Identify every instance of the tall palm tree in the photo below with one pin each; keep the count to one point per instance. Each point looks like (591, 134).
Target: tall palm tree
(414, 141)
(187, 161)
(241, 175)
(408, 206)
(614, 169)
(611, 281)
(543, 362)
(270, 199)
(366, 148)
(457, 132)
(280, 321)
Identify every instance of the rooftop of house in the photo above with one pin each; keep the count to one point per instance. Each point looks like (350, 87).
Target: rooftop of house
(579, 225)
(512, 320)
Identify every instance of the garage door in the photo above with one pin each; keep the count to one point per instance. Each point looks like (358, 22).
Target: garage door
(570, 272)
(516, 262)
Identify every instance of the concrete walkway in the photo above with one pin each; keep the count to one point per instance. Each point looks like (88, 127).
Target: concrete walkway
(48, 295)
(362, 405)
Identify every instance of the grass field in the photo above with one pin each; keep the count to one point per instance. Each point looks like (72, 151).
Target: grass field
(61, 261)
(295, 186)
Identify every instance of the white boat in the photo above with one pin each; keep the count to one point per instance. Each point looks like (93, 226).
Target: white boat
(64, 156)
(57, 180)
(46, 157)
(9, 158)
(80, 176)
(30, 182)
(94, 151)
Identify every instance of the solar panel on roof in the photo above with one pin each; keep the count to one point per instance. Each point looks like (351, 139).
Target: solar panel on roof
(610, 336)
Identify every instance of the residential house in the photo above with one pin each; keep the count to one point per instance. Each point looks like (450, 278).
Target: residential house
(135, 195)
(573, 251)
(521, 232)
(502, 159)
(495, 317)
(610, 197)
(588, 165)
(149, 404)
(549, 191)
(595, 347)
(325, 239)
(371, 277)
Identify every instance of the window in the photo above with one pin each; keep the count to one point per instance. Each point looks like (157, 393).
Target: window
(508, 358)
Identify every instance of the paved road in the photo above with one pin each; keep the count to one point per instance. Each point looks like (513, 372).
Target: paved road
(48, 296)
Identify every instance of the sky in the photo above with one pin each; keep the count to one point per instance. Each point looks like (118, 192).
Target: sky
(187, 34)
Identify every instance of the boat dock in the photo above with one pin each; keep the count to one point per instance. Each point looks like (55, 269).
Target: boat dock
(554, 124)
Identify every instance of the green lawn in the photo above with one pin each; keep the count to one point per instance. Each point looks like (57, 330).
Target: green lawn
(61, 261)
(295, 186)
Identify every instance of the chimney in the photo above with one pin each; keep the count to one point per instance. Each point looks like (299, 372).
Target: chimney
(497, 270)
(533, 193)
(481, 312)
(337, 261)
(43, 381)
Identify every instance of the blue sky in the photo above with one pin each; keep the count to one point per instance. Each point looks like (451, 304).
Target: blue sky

********************

Rewrite every line of the rows above as a numbered list, leaving out any blank lines.

1. Identify every instance of the tall palm tree in the photo below with one pin each; keep the count to one point per instance. Each point looks like (591, 134).
2. Target: tall palm tree
3. (414, 141)
4. (187, 161)
5. (241, 175)
6. (408, 206)
7. (614, 169)
8. (611, 281)
9. (543, 362)
10. (270, 199)
11. (366, 148)
12. (457, 132)
13. (280, 321)
14. Identify every instance of the rooftop of house in the photo above with one pin each; keep the count to one point per instance. Each point looks like (350, 87).
15. Target: rooftop of house
16. (579, 225)
17. (512, 320)
18. Identify every instance of the garage door in the photo above with one pin each; keep the count to one point per instance. Each point looks like (358, 22).
19. Target: garage door
20. (570, 272)
21. (516, 262)
22. Identify every instance of the concrete walkway in the photo above with one pin each; keep the count to one point per instance. Each point looks like (88, 127).
23. Target: concrete walkway
24. (48, 295)
25. (362, 405)
26. Identify every instance of the grass field in the photo above with one pin each; keep the count to one point per instance. Each point looks like (72, 151).
27. Target: grass field
28. (61, 261)
29. (295, 186)
30. Identify every instance of the white boat in the photo above with one pin each; keep the count to one point per instance. Each point looks like (93, 226).
31. Target: white boat
32. (64, 156)
33. (57, 180)
34. (46, 157)
35. (9, 158)
36. (80, 176)
37. (30, 182)
38. (94, 151)
39. Identify every instance of the solar panel on roof in the photo above with one pin each; keep the count to one point per instance. Each point looks like (351, 139).
40. Target: solar panel on roof
41. (610, 336)
42. Identify every instance of the residential house in the photo above with one pin each; keep the count to one point per instance. Each point looks like (450, 278).
43. Target: residential house
44. (135, 195)
45. (573, 251)
46. (521, 232)
47. (502, 159)
48. (495, 317)
49. (610, 197)
50. (588, 165)
51. (149, 404)
52. (549, 191)
53. (595, 347)
54. (325, 239)
55. (371, 277)
56. Identify every instance of the window in the photo above with one pin each; keep the count to one point per instance. Each point looks like (157, 393).
57. Target: window
58. (508, 358)
59. Identify every instance of the paved road in the photo above with one pin each; keep the count to one point per instance. Each point looks like (513, 372).
60. Target: paved road
61. (48, 296)
62. Identify every instance of the sky in the photo above with one pin each; keep the count to one point per instance. Each point looks like (118, 192).
63. Target: sky
64. (187, 34)
65. Identify every instance of the boat dock in the photo above with one pin each; keep the count to one point per instance. Each point looks like (55, 269).
66. Target: boat dock
67. (554, 124)
68. Identify every instance of the green lawn in the photo above with one pin each; keep the count to one point per instance. Each point looks like (57, 330).
69. Target: green lawn
70. (61, 261)
71. (295, 186)
72. Identify every instance of the chimney in the photo above with one pin each; keep the count to one point per instance. Each point looks like (299, 372).
73. Target: chimney
74. (497, 270)
75. (533, 193)
76. (481, 312)
77. (337, 261)
78. (43, 381)
79. Identify every instance of the blue sky in the photo above with one pin each; keep the count to one point per instance. Each point looks like (451, 304).
80. Target: blue sky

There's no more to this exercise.